Recopiez le passage de l'extrait du document qui commence aux mots « Au nom de l'efficacité » et s'arrête après « conventions sont allégées. ».

§ Extrait du document:
——

Au nom de l'efficacité des outils de maîtrise médicalisée des dépenses, l'Uncam pourra associer l'Union nationale des organismes complémentaires à la négociation et à la signature de tout accord, contrat ou convention avec les professionnels de santé libéraux.
Les députés ont amendé le projet de loi afin de créer de même une Union nationale des professions de santé, assortie d'unions régionales élues sur le modèle des unions professionnelles de médecins libéraux existant depuis 1994.
• Dispositif conventionnel
Les syndicats de professionnels de santé libéraux majoritaires non signataires d'une convention pourront s'y opposer. Les procédures d'approbation ministérielle des conventions sont allégées.
En cas d'opposition à une convention ou de désaccord entre les partenaires conventionnels pour aboutir à une convention, une procédure d'arbitrage sera déclenchée. Tout règlement arbitral élaboré dans ce cadre ne sera que provisoire (il durera deux ans au plus) et n'aura pas le statut de convention.

——

§ Lignes fournies:
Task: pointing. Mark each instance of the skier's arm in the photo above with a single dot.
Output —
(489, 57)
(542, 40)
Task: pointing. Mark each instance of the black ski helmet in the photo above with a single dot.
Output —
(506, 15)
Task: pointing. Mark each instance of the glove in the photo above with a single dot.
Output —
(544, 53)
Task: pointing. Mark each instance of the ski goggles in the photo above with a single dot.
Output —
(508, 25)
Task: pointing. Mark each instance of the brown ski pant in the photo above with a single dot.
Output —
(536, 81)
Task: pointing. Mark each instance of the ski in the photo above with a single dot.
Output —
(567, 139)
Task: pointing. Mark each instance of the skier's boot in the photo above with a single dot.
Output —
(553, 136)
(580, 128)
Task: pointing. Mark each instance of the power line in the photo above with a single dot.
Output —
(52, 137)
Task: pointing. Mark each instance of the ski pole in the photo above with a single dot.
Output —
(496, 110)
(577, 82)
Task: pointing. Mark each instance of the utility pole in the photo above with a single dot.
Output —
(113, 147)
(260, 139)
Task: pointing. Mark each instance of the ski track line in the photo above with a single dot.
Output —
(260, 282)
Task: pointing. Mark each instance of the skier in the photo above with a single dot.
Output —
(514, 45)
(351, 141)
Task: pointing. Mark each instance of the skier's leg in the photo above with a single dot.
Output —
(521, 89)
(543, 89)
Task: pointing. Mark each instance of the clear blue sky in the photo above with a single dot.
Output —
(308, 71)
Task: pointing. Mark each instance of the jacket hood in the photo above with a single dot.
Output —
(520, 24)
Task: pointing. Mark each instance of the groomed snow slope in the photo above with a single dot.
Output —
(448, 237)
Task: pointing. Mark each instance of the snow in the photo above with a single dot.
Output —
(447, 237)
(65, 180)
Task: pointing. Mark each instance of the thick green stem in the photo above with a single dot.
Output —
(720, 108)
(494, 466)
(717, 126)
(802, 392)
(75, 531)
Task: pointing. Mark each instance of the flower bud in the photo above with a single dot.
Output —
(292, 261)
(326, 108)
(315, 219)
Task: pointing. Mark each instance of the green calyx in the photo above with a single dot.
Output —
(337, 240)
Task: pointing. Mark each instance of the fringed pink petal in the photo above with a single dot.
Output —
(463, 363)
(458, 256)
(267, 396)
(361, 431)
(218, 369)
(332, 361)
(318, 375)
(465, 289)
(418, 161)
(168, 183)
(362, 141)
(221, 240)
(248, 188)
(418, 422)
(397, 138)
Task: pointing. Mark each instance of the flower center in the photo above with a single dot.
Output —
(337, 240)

——

§ Réponse:
Au nom de l'efficacité des outils de maîtrise médicalisée des dépenses, l'Uncam pourra associer l'Union nationale des organismes complémentaires à la négociation et à la signature de tout accord, contrat ou convention avec les professionnels de santé libéraux.
Les députés ont amendé le projet de loi afin de créer de même une Union nationale des professions de santé, assortie d'unions régionales élues sur le modèle des unions professionnelles de médecins libéraux existant depuis 1994.
• Dispositif conventionnel
Les syndicats de professionnels de santé libéraux majoritaires non signataires d'une convention pourront s'y opposer. Les procédures d'approbation ministérielle des conventions sont allégées.